(Excerpts from a pointing dataset)
◆ ◆ ◆ ◆ ◆
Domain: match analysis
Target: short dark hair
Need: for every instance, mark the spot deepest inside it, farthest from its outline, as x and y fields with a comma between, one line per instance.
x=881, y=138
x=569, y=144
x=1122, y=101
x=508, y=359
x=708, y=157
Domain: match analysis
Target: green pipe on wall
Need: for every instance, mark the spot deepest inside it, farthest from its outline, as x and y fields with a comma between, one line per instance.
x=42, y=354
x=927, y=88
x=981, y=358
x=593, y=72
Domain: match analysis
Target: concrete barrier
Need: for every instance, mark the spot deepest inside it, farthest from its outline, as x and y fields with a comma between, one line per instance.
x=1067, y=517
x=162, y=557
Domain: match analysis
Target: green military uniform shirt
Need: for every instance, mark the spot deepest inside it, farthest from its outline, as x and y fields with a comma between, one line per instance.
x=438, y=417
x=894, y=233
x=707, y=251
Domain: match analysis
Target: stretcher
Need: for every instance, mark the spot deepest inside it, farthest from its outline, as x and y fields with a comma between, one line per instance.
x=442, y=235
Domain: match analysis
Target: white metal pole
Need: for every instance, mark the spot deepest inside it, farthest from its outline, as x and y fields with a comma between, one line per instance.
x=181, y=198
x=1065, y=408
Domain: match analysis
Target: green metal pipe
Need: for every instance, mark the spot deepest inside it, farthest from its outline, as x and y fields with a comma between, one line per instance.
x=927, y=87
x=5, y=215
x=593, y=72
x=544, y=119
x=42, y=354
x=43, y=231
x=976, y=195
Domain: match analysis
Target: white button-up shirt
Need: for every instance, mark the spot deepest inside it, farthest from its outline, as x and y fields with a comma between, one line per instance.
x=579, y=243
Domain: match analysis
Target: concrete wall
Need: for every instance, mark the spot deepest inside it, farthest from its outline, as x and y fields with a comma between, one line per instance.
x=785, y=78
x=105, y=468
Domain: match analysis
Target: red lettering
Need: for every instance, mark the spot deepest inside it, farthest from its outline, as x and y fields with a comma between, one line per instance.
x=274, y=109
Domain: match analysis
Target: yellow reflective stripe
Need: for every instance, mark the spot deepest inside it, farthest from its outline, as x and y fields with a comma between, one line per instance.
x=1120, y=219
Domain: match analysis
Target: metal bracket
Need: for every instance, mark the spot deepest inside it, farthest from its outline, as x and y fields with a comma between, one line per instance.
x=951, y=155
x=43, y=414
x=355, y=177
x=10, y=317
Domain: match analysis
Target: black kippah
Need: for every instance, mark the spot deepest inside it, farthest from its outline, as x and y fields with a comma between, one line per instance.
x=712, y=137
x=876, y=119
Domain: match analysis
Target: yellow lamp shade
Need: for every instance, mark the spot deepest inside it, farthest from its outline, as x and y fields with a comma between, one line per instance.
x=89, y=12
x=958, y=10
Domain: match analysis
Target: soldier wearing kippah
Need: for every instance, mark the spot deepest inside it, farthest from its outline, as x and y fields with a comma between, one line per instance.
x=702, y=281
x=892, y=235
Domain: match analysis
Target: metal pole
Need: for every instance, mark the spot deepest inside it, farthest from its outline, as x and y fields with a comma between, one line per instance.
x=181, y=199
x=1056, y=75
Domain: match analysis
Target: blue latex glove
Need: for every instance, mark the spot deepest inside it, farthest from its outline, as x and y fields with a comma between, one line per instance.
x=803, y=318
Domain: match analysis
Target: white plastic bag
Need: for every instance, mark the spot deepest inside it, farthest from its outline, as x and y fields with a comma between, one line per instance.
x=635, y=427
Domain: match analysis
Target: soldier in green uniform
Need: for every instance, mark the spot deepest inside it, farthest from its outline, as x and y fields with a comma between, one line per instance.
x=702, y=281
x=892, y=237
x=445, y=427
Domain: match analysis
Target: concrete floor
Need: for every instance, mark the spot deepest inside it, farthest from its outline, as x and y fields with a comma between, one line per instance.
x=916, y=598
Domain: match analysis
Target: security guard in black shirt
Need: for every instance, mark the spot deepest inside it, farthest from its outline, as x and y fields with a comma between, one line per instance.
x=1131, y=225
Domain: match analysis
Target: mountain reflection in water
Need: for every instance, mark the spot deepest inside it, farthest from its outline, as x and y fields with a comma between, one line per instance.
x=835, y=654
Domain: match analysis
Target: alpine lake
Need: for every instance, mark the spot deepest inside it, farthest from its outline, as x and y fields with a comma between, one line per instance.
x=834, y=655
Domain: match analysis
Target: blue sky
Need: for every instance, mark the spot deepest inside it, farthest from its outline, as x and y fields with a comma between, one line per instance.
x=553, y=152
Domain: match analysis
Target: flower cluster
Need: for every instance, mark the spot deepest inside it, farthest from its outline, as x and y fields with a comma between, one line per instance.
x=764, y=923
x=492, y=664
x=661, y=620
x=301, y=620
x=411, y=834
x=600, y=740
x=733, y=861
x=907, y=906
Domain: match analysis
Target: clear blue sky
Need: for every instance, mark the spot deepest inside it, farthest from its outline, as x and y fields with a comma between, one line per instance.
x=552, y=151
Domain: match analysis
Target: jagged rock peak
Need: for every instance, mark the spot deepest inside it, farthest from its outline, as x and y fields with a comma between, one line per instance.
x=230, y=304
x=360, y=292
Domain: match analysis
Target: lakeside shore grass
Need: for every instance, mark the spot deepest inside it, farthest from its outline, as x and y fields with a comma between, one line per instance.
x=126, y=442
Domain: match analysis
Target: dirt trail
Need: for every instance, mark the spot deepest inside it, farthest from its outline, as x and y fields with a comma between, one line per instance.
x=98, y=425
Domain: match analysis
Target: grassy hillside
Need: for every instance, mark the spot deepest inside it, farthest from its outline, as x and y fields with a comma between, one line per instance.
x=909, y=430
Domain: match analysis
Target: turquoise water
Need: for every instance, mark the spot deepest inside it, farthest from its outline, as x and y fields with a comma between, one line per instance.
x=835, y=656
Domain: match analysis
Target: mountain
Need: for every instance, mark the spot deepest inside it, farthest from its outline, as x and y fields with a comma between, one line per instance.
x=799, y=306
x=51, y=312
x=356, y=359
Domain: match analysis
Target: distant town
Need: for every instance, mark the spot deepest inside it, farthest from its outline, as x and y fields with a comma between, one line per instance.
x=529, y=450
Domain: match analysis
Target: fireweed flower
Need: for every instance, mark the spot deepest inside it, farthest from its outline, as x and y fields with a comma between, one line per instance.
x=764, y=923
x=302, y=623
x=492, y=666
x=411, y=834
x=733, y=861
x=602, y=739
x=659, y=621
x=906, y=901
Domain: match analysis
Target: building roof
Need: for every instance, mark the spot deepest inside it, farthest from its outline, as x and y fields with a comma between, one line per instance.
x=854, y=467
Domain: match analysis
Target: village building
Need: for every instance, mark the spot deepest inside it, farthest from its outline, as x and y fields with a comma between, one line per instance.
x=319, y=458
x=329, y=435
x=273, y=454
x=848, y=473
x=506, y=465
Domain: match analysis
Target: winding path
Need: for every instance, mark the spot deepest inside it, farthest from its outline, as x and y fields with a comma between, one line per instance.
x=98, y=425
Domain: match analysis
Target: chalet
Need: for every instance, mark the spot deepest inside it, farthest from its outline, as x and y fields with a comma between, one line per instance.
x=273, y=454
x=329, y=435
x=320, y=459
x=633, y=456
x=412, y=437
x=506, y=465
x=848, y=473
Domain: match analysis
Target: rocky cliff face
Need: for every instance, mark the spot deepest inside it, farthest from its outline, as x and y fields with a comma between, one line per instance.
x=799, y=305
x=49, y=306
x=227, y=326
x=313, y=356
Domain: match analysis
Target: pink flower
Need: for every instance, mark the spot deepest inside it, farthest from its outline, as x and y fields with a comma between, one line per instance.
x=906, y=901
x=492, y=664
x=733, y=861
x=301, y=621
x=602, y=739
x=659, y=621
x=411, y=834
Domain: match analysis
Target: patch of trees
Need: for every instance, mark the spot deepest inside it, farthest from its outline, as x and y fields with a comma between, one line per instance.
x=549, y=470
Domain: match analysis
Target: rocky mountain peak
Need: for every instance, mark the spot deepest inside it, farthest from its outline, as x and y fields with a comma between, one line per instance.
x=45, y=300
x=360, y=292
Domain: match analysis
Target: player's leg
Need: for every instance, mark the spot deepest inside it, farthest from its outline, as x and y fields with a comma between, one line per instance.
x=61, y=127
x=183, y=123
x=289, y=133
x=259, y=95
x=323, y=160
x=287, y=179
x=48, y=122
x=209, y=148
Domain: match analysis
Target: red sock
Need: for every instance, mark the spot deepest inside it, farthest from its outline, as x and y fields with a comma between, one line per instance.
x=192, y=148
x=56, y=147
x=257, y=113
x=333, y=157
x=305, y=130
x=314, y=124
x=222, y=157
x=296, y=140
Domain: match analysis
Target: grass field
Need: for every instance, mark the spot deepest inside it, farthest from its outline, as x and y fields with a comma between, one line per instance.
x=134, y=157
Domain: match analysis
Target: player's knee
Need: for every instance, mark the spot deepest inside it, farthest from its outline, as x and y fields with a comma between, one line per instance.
◆ ◆ ◆ ◆ ◆
# [WHAT THIS TASK INVOLVES]
From the first line of the entries through the line that contains "x=708, y=157", rewrite only those lines, requests included. Scale every x and y coordinate in the answers by 2.15 and round to a whole number, with halves rounding up.

# [IN RESPONSE]
Domain: match analysis
Target: short dark hair
Need: for every instance, mark the spot deepest inside it, farthest from its outline, as x and y fields with a comma between, one line per instance.
x=1894, y=297
x=1223, y=310
x=2412, y=217
x=1092, y=772
x=1522, y=338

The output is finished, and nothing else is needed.